Copy exactly the lines from the one containing "Would you mind annotating the chair metal" through the last line of the records, both included, and nothing more.

### DATASET CONTENT ###

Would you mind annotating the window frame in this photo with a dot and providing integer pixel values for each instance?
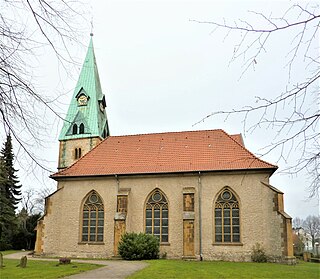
(98, 223)
(228, 207)
(163, 206)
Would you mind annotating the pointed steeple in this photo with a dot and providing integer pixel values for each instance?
(86, 123)
(87, 105)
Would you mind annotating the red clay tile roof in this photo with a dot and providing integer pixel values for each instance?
(210, 150)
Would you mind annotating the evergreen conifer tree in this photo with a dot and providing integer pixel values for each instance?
(9, 195)
(11, 181)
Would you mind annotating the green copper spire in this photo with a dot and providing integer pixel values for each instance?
(86, 115)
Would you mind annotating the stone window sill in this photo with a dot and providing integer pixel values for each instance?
(91, 243)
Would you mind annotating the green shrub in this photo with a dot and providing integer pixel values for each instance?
(133, 246)
(258, 254)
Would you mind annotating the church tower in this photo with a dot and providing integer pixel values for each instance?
(86, 123)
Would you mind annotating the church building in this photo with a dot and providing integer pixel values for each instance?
(201, 192)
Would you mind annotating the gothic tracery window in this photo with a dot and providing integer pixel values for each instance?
(227, 217)
(157, 215)
(81, 128)
(92, 219)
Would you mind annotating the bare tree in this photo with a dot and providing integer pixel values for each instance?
(295, 121)
(312, 226)
(27, 29)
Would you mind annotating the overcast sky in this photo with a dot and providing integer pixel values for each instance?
(161, 72)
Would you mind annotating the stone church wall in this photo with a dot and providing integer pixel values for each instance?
(260, 222)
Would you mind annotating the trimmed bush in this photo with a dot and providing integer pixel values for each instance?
(133, 246)
(258, 254)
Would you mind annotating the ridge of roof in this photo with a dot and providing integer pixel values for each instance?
(249, 151)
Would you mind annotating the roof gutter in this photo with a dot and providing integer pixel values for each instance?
(57, 177)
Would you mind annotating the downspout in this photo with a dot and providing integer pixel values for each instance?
(118, 182)
(200, 216)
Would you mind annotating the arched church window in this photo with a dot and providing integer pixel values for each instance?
(156, 221)
(92, 225)
(226, 217)
(81, 129)
(77, 153)
(75, 129)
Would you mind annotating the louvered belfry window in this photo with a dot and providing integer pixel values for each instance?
(227, 217)
(92, 219)
(157, 215)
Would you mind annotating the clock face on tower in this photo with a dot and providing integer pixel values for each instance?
(101, 107)
(82, 100)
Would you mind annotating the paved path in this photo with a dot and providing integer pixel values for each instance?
(113, 269)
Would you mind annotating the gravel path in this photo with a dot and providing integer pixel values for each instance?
(113, 269)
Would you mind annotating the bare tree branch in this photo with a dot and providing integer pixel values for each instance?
(296, 122)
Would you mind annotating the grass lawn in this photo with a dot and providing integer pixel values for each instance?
(184, 269)
(42, 269)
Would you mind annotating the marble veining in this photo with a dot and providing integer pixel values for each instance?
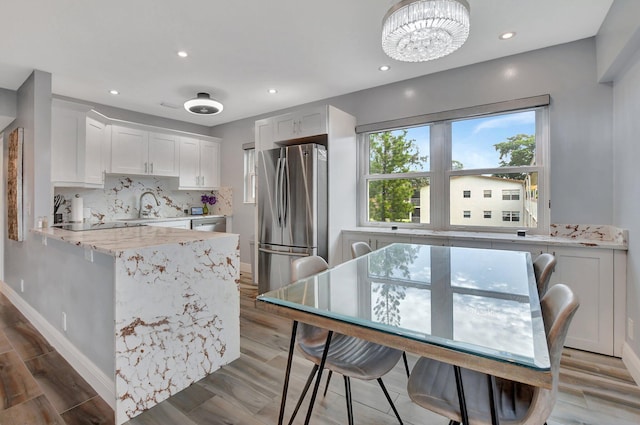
(590, 232)
(177, 318)
(120, 198)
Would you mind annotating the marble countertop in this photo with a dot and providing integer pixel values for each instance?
(581, 236)
(114, 241)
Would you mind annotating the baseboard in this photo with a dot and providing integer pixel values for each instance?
(632, 362)
(96, 378)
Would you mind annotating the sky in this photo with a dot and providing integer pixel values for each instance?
(473, 139)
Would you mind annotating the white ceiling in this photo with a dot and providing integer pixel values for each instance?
(308, 50)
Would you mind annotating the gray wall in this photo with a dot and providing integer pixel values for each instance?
(580, 114)
(8, 101)
(618, 50)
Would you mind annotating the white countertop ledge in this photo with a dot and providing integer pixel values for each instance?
(114, 241)
(578, 236)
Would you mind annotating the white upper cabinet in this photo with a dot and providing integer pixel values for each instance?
(135, 151)
(164, 154)
(293, 125)
(77, 144)
(199, 164)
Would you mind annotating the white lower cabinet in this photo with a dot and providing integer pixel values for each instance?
(589, 273)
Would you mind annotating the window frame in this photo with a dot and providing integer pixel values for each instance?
(441, 170)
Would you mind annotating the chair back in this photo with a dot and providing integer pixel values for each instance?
(304, 267)
(359, 249)
(559, 305)
(543, 267)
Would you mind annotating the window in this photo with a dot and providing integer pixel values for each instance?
(511, 216)
(511, 195)
(398, 164)
(249, 173)
(413, 174)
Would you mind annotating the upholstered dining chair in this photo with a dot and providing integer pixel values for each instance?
(359, 249)
(351, 357)
(543, 267)
(432, 384)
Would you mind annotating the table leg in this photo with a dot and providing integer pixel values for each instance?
(292, 344)
(461, 399)
(491, 382)
(317, 385)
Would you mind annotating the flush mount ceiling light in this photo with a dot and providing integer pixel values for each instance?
(422, 30)
(203, 105)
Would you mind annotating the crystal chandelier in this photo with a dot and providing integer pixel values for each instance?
(422, 30)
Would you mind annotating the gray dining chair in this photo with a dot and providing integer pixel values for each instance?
(432, 384)
(543, 267)
(359, 249)
(351, 357)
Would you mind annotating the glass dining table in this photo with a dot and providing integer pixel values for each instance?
(472, 308)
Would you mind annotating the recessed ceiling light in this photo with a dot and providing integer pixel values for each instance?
(507, 35)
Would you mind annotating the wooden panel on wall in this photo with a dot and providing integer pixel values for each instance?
(14, 185)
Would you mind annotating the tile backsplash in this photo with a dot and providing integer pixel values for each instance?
(120, 198)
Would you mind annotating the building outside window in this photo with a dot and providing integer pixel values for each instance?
(413, 175)
(249, 173)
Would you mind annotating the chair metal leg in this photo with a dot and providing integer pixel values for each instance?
(461, 399)
(491, 382)
(386, 394)
(326, 386)
(287, 374)
(347, 392)
(317, 385)
(406, 363)
(314, 370)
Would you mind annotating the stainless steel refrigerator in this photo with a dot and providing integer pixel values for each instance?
(292, 210)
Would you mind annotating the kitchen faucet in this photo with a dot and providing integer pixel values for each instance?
(144, 212)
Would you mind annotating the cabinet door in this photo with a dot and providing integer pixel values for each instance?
(93, 159)
(65, 137)
(534, 249)
(312, 123)
(209, 164)
(163, 154)
(589, 273)
(189, 163)
(129, 151)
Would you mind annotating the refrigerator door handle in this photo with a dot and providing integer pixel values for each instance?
(277, 190)
(290, 254)
(286, 191)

###

▸ **THE SOLUTION**
Would you mind annotating the chair metal leg in this photo with a dot and providing integer pixel values for each instance?
(461, 399)
(491, 382)
(386, 394)
(326, 386)
(287, 374)
(347, 392)
(317, 385)
(406, 363)
(314, 370)
Would you mind annotating the stainless steel refrigerator in this photo with a dot and providing integer pixel values for each instance?
(292, 210)
Would you mind annotating the kitchen faucet in this photo with a dot and providing integer pixel values for each instance?
(144, 212)
Would you mind annotating the cabinet door in this photo with a dot and providing integer pixel values for each instance?
(93, 159)
(65, 137)
(534, 249)
(312, 123)
(209, 164)
(163, 154)
(589, 273)
(189, 163)
(129, 151)
Would you mind annotating the refrigerator door handle in this photo with a dot and providing integer pixel values for each instance?
(277, 190)
(290, 254)
(286, 191)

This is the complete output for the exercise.